I would like the listing below retyped exactly, line by line.
* * *
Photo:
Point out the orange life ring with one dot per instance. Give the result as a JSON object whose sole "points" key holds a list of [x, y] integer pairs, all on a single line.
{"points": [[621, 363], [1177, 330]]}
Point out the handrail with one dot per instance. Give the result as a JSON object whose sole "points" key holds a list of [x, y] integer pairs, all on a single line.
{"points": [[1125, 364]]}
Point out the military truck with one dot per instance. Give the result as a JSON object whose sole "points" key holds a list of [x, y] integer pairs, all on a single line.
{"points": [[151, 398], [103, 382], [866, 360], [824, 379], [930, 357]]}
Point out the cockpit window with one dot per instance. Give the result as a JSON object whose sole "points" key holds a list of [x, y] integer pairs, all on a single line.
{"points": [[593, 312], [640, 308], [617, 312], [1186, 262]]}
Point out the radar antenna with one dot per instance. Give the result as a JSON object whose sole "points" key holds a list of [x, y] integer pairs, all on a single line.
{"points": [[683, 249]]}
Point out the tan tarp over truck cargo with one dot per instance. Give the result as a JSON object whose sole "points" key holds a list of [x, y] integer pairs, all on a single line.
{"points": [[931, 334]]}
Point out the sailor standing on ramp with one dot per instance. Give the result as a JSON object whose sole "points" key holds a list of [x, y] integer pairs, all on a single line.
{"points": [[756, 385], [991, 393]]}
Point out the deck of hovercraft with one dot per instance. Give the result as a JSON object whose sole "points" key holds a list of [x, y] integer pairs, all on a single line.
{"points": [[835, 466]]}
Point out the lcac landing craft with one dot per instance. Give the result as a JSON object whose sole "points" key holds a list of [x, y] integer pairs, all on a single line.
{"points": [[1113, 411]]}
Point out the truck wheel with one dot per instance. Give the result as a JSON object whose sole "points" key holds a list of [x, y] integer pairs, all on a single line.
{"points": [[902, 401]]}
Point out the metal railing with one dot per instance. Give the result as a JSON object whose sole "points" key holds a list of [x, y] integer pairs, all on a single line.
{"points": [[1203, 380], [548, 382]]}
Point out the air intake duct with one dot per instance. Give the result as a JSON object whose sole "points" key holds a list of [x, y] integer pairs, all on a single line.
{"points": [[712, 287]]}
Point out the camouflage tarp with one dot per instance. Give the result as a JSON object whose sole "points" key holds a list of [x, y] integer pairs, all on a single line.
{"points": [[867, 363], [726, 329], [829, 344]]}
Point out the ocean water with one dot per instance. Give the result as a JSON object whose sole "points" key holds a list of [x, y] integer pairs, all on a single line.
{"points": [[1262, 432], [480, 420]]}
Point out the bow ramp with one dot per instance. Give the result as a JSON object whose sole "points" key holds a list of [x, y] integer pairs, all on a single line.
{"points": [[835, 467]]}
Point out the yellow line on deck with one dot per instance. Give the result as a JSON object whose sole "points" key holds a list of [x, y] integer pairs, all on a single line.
* * *
• _Expected answer_:
Photo:
Point out the orange life ring with one dot per instance. Give the result as a JSON object whose sole "points" key holds a list of [x, y] integer pairs, all on a single line.
{"points": [[621, 363], [1177, 330]]}
Point out the handrail with one dot per instance. Give the result as a JSON object whose sole "points" key holds a list of [x, y] integer pairs, all on a single line.
{"points": [[1125, 364]]}
Point out the military truck with one dot per instance. Give the result as a JSON object whose sole "points" key holds a list of [x, y] integer pairs, all on a single line.
{"points": [[151, 398], [103, 382], [866, 360], [824, 379], [930, 357]]}
Point out the cockpit window with one dot per instance. Give the result as a JSON object whose sole "points" key holds a list of [x, y] integer pairs, all on a single line.
{"points": [[593, 312], [640, 308], [617, 312], [1186, 262]]}
Point out the radar antenna with one dot per instance. Give the result as a JSON object whose sole "points" key holds a list of [x, y] integer pairs, all on a single line.
{"points": [[683, 249]]}
Point out the tan tarp over truck cargo with one dot per instance. Give the result as a JSON object whose sole "points" key holds a list of [x, y] integer pairs, all on a single line.
{"points": [[931, 334]]}
Point out the sailor standing on ramp with one dot per instance. Give the result as a JSON object whose sole "points" key holds a list of [x, y] integer pairs, all on a single line.
{"points": [[756, 385], [991, 393]]}
Point out the deck of hovercraft with one dot per instance. Give the result as a JSON object whose sole "points" key holds a list of [x, y] integer pairs, all on a single line.
{"points": [[835, 466]]}
Point out the lcac landing craft with one dot per instance. Give the result as a JSON object whose sole "points" key holds a list of [x, y] integer pairs, all on a single line.
{"points": [[1113, 411]]}
Point out the truck wheel with one dot per instance. Give the result as a JSON object whose sole "points" key holds a list of [x, y] integer pairs, all on a single line.
{"points": [[902, 401]]}
Point out the metal railing with one dot per instance. Give the result as a JSON object whose sole "points" key holds a list of [x, y] integer pairs, all on a single line.
{"points": [[1203, 380], [548, 382]]}
Point out the air intake duct with one dot per instance. Give the result as a JSON object whose sole "points" key holds a list of [x, y] integer pairs, all on a single line.
{"points": [[712, 287]]}
Point out the camouflage tarp with one dot per instance. Give the result as a JSON object whose sole "points" key holds a list of [x, y] integer pairs, all on a single line.
{"points": [[867, 363], [726, 329], [829, 344]]}
Point out the ocean water with one dot per instance. Give the result as a JSON object whose sole "points" key holds a list of [x, y] integer pairs, all on a single line.
{"points": [[1262, 432], [480, 420]]}
Point out the bow ramp with one dot per instance. Give the result as a JSON object whose sole "points" key holds a list of [x, y] integer pairs, all on a single line.
{"points": [[835, 467]]}
Point out the yellow line on deck with one dot per instance. Give the result as a JSON object whose sole "points" key holds a list of [x, y] integer pairs, all on a single line.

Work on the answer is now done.